EXERCISE TASKS
[a] Return, word for word, the portion of the Odebrecht bribery passage that begins at the words "He explained that" and stops after "of this process.".
[b] Starting at the line of the entries that contains "Would you mind marking the penguin beak" and continuing through the last entry, write every line out again in full, with each coordinate increased by 149.

SELECTED PASSAGE
Demetrio Jimmy Papadimitriu (Presidency) and Jaime Ford (Public Works) were ordered detained by the Anti-Corruption Special Prosecutor’s Office, after being submitted to over 12 hours of interrogation.
The inquiries and arrests of the ministers are part of the investigations into bribes handed out by Odebrecht in Panama.
Luiz Eduardo Soares, a member of the Odebrecht [Bribery] Operations sector revealed in Brazil that he paid bribes to Ford. Miguel Batista, a lawyer for Ford, said the prosecutor has charged his client with money laundering. He denied the charges and said that he will bring the relevant remedies to revoke the arrest. He said that his client stripped himself of the electoral privilege he has as a candidate in the internal elections of the Democratic Change (CD) Party.
In Papadimitriu’s case, Luiz Antonio Mameri, responsible for paying bribes for Odebrecht, declared in Brazil that he gave $4 million to the minister of the Presidency in the last government.
Nicolás Brea, lawyer for Papadimitriu, confirmed Papadimitriu’s arrest for alleged laundering of capital. He said that the measure is unfair, and they would demonstrate that the ex-official did not receive Odebrecht bribes.
He explained that the former minister presented himself to the prosecution to avoid the arrest and investigation of his mother, Maria Bagatelles, also wanted by the prosecution as part of this process.
Papadimitriu told reporters, when he arrived at the prosecutor’s office: “I am here voluntarily, my mother [Mary Bagatelles de Papadimitriu] has been cited in one of the cases. I am appearing to see what it is, since I do not want it to be harmful to my Mom or any of my relatives.” His parents apparently had $10M in bank accounts linked to Odebrecht.

augieman
  9/8/2017 08:30 EST

@panamaJames
I would have thought you were a journalist wannabee

WMBGamboa
  9/8/2017 12:14 EST

volcan357 stated: "Panama saw a lot of positive changes under Martinelli. The president we have now doesn't seem to be able to accomplish as much by comparison."

I agree that "Panama saw a lot of positive changes under Martinelli.” But Panamá also didn’t see a host of detrimental things that occurred under him: projects that were funded but never completed (e.g., Ciudad de Salud et al.), others that were funded but not even started, although the funds for them were dispersed and disappeared. The exposure of those corruptions and restitution of some of bribery funds from the Odebrecht scandali are accomplishments that Varela can claim.

Varela was chosen by the electorate in large part for his focus on eliminating governmental corruption, a truly Sisyphian undertaking. That focus appears both justified and wise, given the rampant corruption thus far exposed, the continuing harm to Panamá that corruption caused and causes, and the number of highly-placed, corrupt individuals so far implicated and incarcerated, . Unfortunately, this focus is less glitzy than an infrastructural focus and the progress that has been and is being made is much more difficult to demonstrate. Anticorruption progress is represented by legal battles. Those can only be learned about in the media; there are no visible physical manifestations, such as bulldozers, backhoes, teams of workers, new roads or concrete structures. And unlike an infrastructural program, the opposition to which ends at adoption, the opposition to an anticorruption program continues throughout the procedure until and unless the program aims are achieved. For those who read and listen, the anticorruption program is progressing despite the well-funded and very powerful opposition of forces from both inside and outside the government.

DATASET EXCERPTS

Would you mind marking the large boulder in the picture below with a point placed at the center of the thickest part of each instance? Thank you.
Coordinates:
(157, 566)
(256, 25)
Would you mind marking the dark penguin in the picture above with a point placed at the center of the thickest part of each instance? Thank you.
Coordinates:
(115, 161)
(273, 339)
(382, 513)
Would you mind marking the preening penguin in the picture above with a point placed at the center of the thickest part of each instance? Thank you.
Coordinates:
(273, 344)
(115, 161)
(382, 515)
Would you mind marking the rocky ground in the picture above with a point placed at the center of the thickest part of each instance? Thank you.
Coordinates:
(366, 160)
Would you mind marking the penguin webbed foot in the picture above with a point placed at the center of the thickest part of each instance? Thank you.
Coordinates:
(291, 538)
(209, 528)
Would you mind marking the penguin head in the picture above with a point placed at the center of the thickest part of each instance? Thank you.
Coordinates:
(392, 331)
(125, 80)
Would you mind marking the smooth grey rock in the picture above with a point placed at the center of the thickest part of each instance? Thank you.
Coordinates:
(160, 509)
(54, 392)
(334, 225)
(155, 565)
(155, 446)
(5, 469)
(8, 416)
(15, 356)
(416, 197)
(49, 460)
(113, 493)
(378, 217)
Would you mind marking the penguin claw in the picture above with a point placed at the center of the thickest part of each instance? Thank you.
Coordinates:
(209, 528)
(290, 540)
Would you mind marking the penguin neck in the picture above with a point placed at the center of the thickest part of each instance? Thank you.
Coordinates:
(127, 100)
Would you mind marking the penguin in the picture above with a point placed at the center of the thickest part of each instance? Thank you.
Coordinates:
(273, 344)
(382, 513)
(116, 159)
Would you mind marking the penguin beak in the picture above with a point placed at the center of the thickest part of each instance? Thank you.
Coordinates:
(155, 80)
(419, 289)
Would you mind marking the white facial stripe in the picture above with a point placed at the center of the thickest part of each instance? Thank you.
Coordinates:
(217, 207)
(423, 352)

IN RESPONSE
[a]
He explained that the former minister presented himself to the prosecution to avoid the arrest and investigation of his mother, Maria Bagatelles, also wanted by the prosecution as part of this process.

[b]
Would you mind marking the penguin beak in the picture above with a point placed at the center of the thickest part of each instance? Thank you.
Coordinates:
(304, 229)
(568, 438)
Would you mind marking the white facial stripe in the picture above with a point placed at the center of the thickest part of each instance? Thank you.
Coordinates:
(366, 356)
(572, 501)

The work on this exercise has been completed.